Task set →
**a)** Answer these from the lyric classification text, one per line:
(i) To how many dimensions were the features reduced with PCA?
(ii) What value of n_neighbors gave kNN its best cross-validation accuracy?
(iii) What accuracy difference between this study and that of Mayer et al. does the text report?
**b)** Write the next part of the lyric classification text, continuing the discussion after its final sentence.
## begin Text section
As we have generated a high number of features, we will use dimension reduction to improve computational efficiency. To reduce the dimensionality of the dataset, we performed principal components analysis (PCA) on the features calculated on the training set. PCA maps data with a high number of features into a lower dimensionality such that the variance of the lower dimensional representation of the data is maximised. The features were reduced to 30 dimensions.

We used the PCA features to train a range of machine-learning models: k-nearest neighbours (kNN), support vector machines (SVM), random forest classifiers, multi-layer perceptrons (MLP), Naïve Bayes and XGBoost classifiers. We performed five-fold stratified cross-validation (CV) alongside grid search to select the best hyperparameters for each model. The best performances of each model are shown in Table 2.

For each model, the best performing hyperparameters were used to build a model that could predict genres in the evaluation set. Accuracies, between 0 and 1 inclusive, on the evaluation set are shown in Table 3.

Discussion

Model	Best Performing Hyperparameters	CV Accuracy
SVM	C=1, gamma=‘scale’	0.53555
XGBoost	learning_rate=0.3, max_depth=3, reg_lambda=0.5, subsample=0.75	0.51932
Random Forest	n_estimators=200, max_depth=None, max_features=3	0.51220
MLP	hidden_neurons=50, alpha=0.0001	0.50175
kNN	n_neighbors=67	0.49031
Naïve Bayes	N/A	0.48739

Model	Evaluation Accuracy
SVM	0.56136
MLP	0.54830
Random Forest	0.54760
XGBoost	0.53360
kNN	0.52193
Naïve Bayes	0.49463

The best performing model was the SVM, which had an accuracy of 0.56136. The accuracy of every model on the evaluation set was higher than the accuracy achieved by Mayer et al. The work of Mayer et al. would be expected to achieve a lower accuracy as it was performed on ten genres, compared to nine in our study, but the accuracy difference of 0.22666 between the studies is a major difference, suggesting improvement through this study. It would be beneficial to the task of lyric classification if a standard dataset were created to allow an easy comparison of models in the future, similar to that used for the recognition of handwritten digits (LeCun et al., 1998).
## end Text section
## begin Entries provided
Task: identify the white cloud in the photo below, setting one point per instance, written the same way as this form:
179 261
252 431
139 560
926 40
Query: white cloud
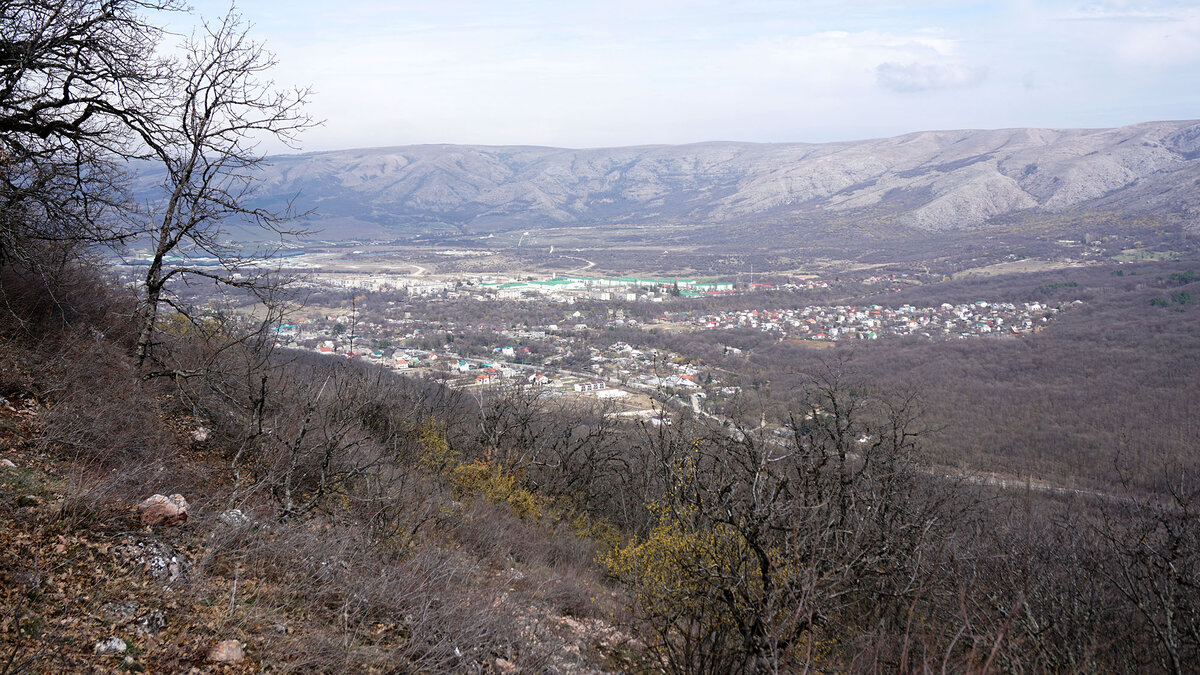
922 77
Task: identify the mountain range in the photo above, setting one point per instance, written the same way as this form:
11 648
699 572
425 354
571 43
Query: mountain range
931 180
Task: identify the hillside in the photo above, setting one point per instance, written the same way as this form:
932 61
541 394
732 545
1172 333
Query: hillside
925 181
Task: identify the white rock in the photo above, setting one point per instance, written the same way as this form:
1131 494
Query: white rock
112 645
167 511
227 651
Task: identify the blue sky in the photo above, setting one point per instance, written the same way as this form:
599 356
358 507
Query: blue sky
624 72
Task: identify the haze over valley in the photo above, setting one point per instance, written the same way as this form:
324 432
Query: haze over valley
528 382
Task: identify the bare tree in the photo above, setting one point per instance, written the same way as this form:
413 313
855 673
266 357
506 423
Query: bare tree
73 75
762 545
205 137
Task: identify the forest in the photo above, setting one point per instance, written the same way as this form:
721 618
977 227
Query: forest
337 518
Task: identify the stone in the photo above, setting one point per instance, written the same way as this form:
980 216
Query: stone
119 613
156 559
227 651
233 518
112 645
166 511
150 622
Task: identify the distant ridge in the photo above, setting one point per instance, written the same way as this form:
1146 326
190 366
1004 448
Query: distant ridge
933 180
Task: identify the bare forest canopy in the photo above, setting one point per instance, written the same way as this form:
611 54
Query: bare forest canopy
328 514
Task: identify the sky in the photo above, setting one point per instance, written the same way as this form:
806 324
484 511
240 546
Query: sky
629 72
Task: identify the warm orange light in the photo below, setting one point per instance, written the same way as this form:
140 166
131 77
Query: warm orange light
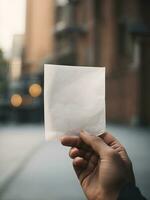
16 100
35 90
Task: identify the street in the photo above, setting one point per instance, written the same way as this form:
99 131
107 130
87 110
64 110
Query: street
33 169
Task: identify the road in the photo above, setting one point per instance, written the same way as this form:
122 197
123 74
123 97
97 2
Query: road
33 169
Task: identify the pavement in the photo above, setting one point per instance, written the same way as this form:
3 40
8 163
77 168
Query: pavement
33 169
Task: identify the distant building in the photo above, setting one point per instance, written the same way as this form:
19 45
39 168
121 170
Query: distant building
39 34
107 33
16 57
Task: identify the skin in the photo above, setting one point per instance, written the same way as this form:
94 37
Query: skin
101 164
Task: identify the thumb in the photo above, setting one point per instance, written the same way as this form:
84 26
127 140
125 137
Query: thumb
96 143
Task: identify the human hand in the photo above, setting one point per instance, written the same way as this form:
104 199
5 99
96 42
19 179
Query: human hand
101 164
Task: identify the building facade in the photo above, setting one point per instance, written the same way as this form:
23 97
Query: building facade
114 34
110 33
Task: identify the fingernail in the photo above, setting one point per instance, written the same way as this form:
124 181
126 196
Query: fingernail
84 132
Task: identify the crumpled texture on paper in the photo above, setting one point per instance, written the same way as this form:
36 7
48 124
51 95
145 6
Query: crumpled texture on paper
74 100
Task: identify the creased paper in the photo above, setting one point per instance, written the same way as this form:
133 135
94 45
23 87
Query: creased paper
74 100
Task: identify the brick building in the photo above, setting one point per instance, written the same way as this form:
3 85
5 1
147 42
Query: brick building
111 33
114 34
## end Entries provided
In response →
**a)**
(i) 30
(ii) 67
(iii) 0.22666

**b)**
The confusion matrix for the SVM is shown in Figure 4. From the confusion matrix it is evident that the model performs best on hip hop lyrics, with an accuracy of 0.89245 for that genre. The model performs least well on R&B, pop and rock lyrics with accuracies of 0.29950, 0.43006 and 0.45819 for the respective genres. These three genres are hard to differentiate for the model, with 130 R&B lyrics being classified as either pop or rock, more than the number of R&B lyrics that were correctly classified. Rock is a common incorrect prediction for lyrics of most genres.

Due to the ratio of songs per artist, and the training and evaluation datasets containing the same artists, we recognise that the models may be overfitting to certain styles of the artists as opposed to whole genres. The large number of musical artists that we used in this study reduces the overfitting; however, it could further be reduced in future studies by introducing artists in the evaluation stage that were not seen by the models in the training stage. By including this step, the diversity of the dataset for each genre would increase, therefore giving an advantage to models that better generalise when comparing the different models.

The feature importance for two models created in this paper can be seen in Figure 5 – however, since the models were fit using the PCA components, the importances are in terms of these components. The most important components across these two models based upon average importance are components 0, 4, 2, 8 and 3 respectively.

By transforming a diagonal matrix through the PCA function, it is possible to see the influence each original feature has on the PCA components. The highest influencing features on component 0 are total words, characters and letters – all features that define the length of the lyrics. Therefore, these features could be seen as the most important when differentiating between genres.

Components 2 and 4 are both influenced greatly by features relating to the vocabulary of religious and reggae lyrics, respectively. Component 8 is also influenced greatly by vocabulary features; however, it is not specific to one genre. Therefore, vocabulary features could also be viewed as important when differentiating between genres.

Due to the implementation of the SVM model in the scikit-learn Python package, the feature importance for the highest performing model could not be obtained. However, the high feature importance correlation for other models suggests that the feature importance for the SVM will be similar. In future research, it may be beneficial to use methods to understand the workings of the SVM, such as Local Interpretable Model-agnostic Explanations (LIME) (Ribeiro et al., 2016).

Another avenue for future work is the use of deep-learning approaches for multi-class classification. Deep-learning models have been shown to outperform classical machine-learning models in a variety of different prediction tasks (Nguyen et al., 2018; Paterakis et al., 2017). Natural-language processing (NLP) transformers, such as RoBERTa developed by Facebook, may be particularly suited to tasks such as music-genre classification from lyrics due to the textual nature of the problem.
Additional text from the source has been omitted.